The data below:

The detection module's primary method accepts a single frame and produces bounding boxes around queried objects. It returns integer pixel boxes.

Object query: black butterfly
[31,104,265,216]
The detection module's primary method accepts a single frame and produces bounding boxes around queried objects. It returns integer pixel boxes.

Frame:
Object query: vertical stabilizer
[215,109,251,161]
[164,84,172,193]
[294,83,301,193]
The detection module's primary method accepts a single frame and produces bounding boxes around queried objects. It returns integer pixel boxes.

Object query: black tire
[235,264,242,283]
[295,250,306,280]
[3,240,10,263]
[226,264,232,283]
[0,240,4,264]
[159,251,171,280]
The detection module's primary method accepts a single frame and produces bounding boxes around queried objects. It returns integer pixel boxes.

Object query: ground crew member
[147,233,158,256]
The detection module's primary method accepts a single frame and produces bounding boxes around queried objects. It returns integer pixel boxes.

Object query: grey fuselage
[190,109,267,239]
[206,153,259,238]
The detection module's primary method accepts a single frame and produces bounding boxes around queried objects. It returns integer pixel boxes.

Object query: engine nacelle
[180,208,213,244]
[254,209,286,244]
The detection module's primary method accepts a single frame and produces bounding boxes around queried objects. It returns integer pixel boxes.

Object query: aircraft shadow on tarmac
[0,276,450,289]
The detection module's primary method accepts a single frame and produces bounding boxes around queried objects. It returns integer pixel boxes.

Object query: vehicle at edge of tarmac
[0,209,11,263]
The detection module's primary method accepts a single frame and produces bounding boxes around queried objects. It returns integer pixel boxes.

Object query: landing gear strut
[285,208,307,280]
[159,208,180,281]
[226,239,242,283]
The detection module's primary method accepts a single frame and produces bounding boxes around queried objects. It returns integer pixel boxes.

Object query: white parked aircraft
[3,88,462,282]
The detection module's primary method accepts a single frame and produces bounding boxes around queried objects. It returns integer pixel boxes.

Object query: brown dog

End of The data.

Copy down the entries exactly, leaving out no line.

The detection module's primary method accepts a single frame and produces bounding boxes around queried objects. It returns integer pixel boxes.

Object query: black butterfly
[31,104,265,216]
The detection module's primary method accepts a single frame and produces bounding boxes around queried objects. It returns integer pixel boxes.

Frame:
Object query: vertical stabilizer
[215,109,251,161]
[164,84,172,193]
[294,83,301,193]
The detection module's primary method accepts a single frame and produces bounding boxes around queried objects. It returns integer pixel boxes.

Object query: black tire
[235,264,242,283]
[295,250,306,280]
[3,240,10,263]
[226,264,232,283]
[0,240,4,264]
[159,251,171,280]
The detection module's primary method accepts a single frame and produces bounding boxes around queried objects. It returns integer pixel boxes.

Object query: ground crew member
[147,233,158,256]
The detection module's primary method accepts a single frame and produces bounding boxes around queried objects. It returns integer pixel boxes.

Object query: grey fuselage
[190,109,267,239]
[206,153,259,238]
The detection module's primary method accepts a single frame and produces bounding boxes around queried objects. It returns integer pixel boxes.

Object query: engine nacelle
[180,208,213,244]
[254,209,286,244]
The detection module's primary method accepts a single frame and produces bounding boxes around queried objects. It returns integer pixel boxes.

Object query: aircraft shadow on tarmac
[0,276,450,289]
The detection module's primary method accepts a single frame and produces bounding boxes around queried objects. It returns integer pixel boxes.

Object query: vehicle at edge of tarmac
[0,209,11,263]
The detection module's primary method accepts a single frame and produces bounding boxes around queried objects. It returns integer pixel boxes.

Object query: landing gear strut
[285,208,307,280]
[159,208,180,281]
[226,239,242,283]
The detection module's primary method accepts a single frame and produces bounding boxes around queried objects. It returns integer pixel boxes.

Object query: white parked aircraft
[3,88,462,282]
The detection module's primary method accepts a single frame and produces bounding boxes around queried objects. It returns integer pixel boxes.

Object query: brown dog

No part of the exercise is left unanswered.